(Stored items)
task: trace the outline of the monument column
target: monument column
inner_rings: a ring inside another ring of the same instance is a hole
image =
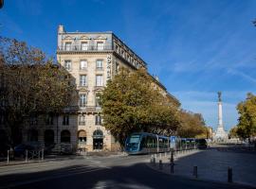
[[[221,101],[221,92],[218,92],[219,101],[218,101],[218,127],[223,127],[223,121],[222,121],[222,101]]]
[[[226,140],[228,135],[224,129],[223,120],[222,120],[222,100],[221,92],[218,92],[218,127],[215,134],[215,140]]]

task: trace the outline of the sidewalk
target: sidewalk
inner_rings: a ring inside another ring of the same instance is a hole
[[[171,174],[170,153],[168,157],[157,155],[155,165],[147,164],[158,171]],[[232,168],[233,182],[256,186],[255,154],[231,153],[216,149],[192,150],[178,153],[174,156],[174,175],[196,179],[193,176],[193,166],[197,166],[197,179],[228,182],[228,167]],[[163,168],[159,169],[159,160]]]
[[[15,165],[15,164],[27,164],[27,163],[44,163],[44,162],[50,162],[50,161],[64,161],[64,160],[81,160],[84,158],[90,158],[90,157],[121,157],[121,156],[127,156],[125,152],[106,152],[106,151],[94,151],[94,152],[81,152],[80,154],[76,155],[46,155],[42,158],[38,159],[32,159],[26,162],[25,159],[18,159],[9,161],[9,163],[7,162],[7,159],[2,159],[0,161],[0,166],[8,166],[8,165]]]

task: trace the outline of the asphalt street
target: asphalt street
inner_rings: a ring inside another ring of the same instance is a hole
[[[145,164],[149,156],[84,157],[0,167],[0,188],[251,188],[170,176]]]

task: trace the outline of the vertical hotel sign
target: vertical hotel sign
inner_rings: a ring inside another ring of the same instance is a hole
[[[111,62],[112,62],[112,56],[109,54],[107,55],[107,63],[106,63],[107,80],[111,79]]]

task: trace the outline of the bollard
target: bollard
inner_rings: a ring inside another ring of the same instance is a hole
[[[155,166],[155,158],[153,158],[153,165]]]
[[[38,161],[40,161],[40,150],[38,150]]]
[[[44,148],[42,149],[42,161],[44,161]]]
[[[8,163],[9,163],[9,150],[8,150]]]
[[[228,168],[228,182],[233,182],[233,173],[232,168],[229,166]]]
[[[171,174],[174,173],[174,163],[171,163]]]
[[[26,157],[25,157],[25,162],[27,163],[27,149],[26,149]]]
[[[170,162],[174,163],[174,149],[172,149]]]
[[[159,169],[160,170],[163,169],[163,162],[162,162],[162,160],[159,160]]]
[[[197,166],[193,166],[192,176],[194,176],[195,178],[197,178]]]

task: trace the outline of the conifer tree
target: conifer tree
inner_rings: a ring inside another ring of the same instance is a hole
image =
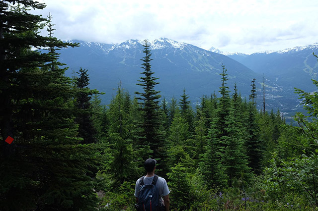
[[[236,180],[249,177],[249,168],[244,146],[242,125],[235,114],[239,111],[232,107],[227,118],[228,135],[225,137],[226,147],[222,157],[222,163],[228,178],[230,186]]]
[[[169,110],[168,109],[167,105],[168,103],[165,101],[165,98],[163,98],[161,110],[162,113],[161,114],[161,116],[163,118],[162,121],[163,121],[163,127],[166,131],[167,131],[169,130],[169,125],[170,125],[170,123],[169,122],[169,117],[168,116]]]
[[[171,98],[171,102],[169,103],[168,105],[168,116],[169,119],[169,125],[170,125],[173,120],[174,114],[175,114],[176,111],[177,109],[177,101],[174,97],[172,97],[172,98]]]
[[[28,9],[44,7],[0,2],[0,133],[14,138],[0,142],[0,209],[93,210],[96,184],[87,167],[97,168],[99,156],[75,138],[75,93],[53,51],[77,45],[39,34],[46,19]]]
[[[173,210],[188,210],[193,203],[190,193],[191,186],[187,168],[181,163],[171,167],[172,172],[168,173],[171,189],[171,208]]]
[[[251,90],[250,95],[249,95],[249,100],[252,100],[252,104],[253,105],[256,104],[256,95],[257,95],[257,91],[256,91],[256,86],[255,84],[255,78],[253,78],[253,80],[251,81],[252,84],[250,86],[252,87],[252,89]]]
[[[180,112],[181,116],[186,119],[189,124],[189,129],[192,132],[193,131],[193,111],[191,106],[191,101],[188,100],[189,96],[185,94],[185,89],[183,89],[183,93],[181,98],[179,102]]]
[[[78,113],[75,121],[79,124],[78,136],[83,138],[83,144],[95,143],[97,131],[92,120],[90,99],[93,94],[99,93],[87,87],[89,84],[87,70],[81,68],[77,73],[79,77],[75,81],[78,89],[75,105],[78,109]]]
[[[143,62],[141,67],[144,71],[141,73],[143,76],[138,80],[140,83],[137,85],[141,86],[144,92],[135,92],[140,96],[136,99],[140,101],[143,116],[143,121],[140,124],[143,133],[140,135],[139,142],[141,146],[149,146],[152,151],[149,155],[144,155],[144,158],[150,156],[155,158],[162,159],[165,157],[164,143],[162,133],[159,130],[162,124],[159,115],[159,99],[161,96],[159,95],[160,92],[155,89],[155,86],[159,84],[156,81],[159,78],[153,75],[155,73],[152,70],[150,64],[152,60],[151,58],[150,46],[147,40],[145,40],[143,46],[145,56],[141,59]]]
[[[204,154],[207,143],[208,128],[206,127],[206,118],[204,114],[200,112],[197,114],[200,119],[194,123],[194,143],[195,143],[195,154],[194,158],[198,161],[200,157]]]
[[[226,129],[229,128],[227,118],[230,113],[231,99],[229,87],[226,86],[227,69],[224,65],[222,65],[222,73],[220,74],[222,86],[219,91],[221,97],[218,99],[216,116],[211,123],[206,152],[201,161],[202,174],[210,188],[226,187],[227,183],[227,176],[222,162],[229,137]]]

(Your goal)
Rewrite every record in the listing above with "trace the outline" replaced by "draw the polygon" and nothing else altered. Leave the pictures out of your answer.

(Solution for this task)
task: draw the polygon of the monument column
target: monument column
inner_rings: a ring inside another ring of the same instance is a hole
image =
[[[221,101],[221,92],[218,92],[219,101],[218,101],[218,127],[223,127],[223,121],[222,121],[222,101]]]
[[[226,140],[228,135],[224,129],[223,120],[222,120],[222,100],[221,92],[218,92],[218,127],[215,134],[215,140]]]

task: draw the polygon of the sidewalk
target: sidewalk
inner_rings: a ring inside another ring of the same instance is a hole
[[[171,174],[170,153],[168,157],[157,155],[155,165],[147,164],[158,171]],[[232,168],[233,182],[256,186],[255,154],[231,153],[216,149],[192,150],[178,153],[174,156],[174,175],[196,179],[193,176],[193,166],[197,166],[197,179],[228,182],[228,167]],[[163,168],[159,169],[159,160]]]
[[[15,165],[15,164],[27,164],[27,163],[44,163],[44,162],[50,162],[50,161],[64,161],[64,160],[81,160],[84,158],[90,158],[90,157],[121,157],[121,156],[127,156],[125,152],[106,152],[106,151],[94,151],[94,152],[81,152],[80,154],[76,155],[46,155],[42,158],[38,159],[32,159],[26,162],[25,159],[18,159],[9,161],[9,163],[7,162],[7,159],[2,159],[0,161],[0,166],[8,166],[8,165]]]

task: draw the polygon of the asphalt street
target: asphalt street
inner_rings: a ring inside another ring of the same instance is a hole
[[[145,164],[149,156],[84,157],[0,167],[0,188],[251,188],[170,176]]]

task: draw the polygon of the vertical hotel sign
target: vertical hotel sign
inner_rings: a ring inside another ring of the same instance is a hole
[[[111,62],[112,62],[112,56],[109,54],[107,55],[107,63],[106,63],[107,80],[111,79]]]

task: draw the polygon of the bollard
target: bollard
inner_rings: a ring inside another ring of the same instance is a hole
[[[155,166],[155,158],[153,158],[153,165]]]
[[[38,161],[40,161],[40,150],[38,150]]]
[[[44,148],[42,149],[42,161],[44,161]]]
[[[8,163],[9,163],[9,150],[8,150]]]
[[[228,168],[228,182],[233,182],[233,173],[232,168],[229,166]]]
[[[171,174],[174,173],[174,163],[171,163]]]
[[[26,157],[25,157],[25,162],[27,163],[27,149],[26,149]]]
[[[170,162],[174,163],[174,149],[172,149]]]
[[[159,169],[160,170],[163,169],[163,162],[162,162],[162,160],[159,160]]]
[[[197,166],[193,166],[192,176],[194,176],[195,178],[197,178]]]

task: draw the polygon of the conifer tree
target: conifer tree
inner_rings: a ring inside another ring of the same instance is a hole
image =
[[[236,180],[249,177],[249,168],[244,146],[242,125],[235,114],[239,111],[232,107],[227,118],[228,135],[225,137],[226,147],[222,157],[222,163],[228,178],[230,186]]]
[[[169,110],[168,109],[167,105],[168,103],[165,101],[165,98],[163,98],[161,110],[162,113],[161,114],[161,116],[163,118],[162,121],[163,121],[163,127],[166,131],[167,131],[169,130],[169,125],[170,125],[170,123],[169,122],[169,117],[168,116]]]
[[[171,98],[171,102],[169,103],[168,105],[168,116],[169,119],[169,125],[170,125],[173,120],[174,114],[175,114],[176,111],[177,109],[177,101],[174,97],[172,97],[172,98]]]
[[[28,9],[44,7],[0,2],[0,133],[14,138],[0,142],[0,209],[93,210],[96,184],[87,167],[97,168],[99,156],[75,138],[75,93],[53,51],[77,45],[39,34],[46,19]]]
[[[173,210],[188,210],[193,203],[190,193],[191,186],[187,168],[181,163],[171,167],[172,172],[168,173],[171,189],[171,208]]]
[[[251,90],[250,95],[249,95],[249,100],[252,100],[252,104],[253,105],[256,104],[256,95],[257,95],[257,91],[256,91],[256,86],[255,84],[255,78],[253,78],[253,80],[251,81],[252,84],[250,86],[252,87],[252,89]]]
[[[180,112],[181,116],[186,119],[189,124],[189,129],[192,132],[193,131],[193,111],[191,106],[191,101],[188,100],[189,96],[185,94],[185,89],[183,89],[183,93],[181,98],[179,102]]]
[[[78,113],[75,121],[79,124],[78,136],[83,138],[83,144],[95,143],[97,131],[92,120],[90,99],[93,94],[99,93],[87,87],[89,84],[87,70],[81,68],[77,73],[79,77],[75,81],[78,89],[75,105],[78,109]]]
[[[143,62],[141,67],[144,71],[141,73],[143,76],[138,80],[140,83],[137,85],[141,86],[144,92],[135,92],[140,96],[136,99],[140,101],[143,116],[143,121],[140,124],[143,133],[140,135],[139,142],[141,146],[149,146],[152,151],[149,155],[144,155],[144,158],[150,156],[155,158],[162,159],[165,157],[164,143],[162,133],[159,130],[162,124],[159,115],[159,99],[161,96],[159,95],[160,92],[155,89],[155,86],[159,84],[156,81],[159,78],[153,75],[155,73],[152,70],[150,64],[152,60],[151,58],[150,46],[147,40],[145,40],[143,46],[145,56],[141,59]]]
[[[204,154],[207,143],[208,128],[206,127],[206,118],[204,114],[200,112],[197,114],[200,119],[194,123],[194,143],[195,143],[195,154],[194,158],[198,161],[200,157]]]
[[[226,129],[229,128],[227,118],[230,113],[231,99],[229,87],[226,86],[227,69],[224,65],[222,65],[222,73],[220,74],[222,86],[219,91],[221,97],[218,99],[216,116],[211,123],[206,152],[201,161],[202,174],[210,188],[226,187],[227,183],[227,176],[222,162],[229,137]]]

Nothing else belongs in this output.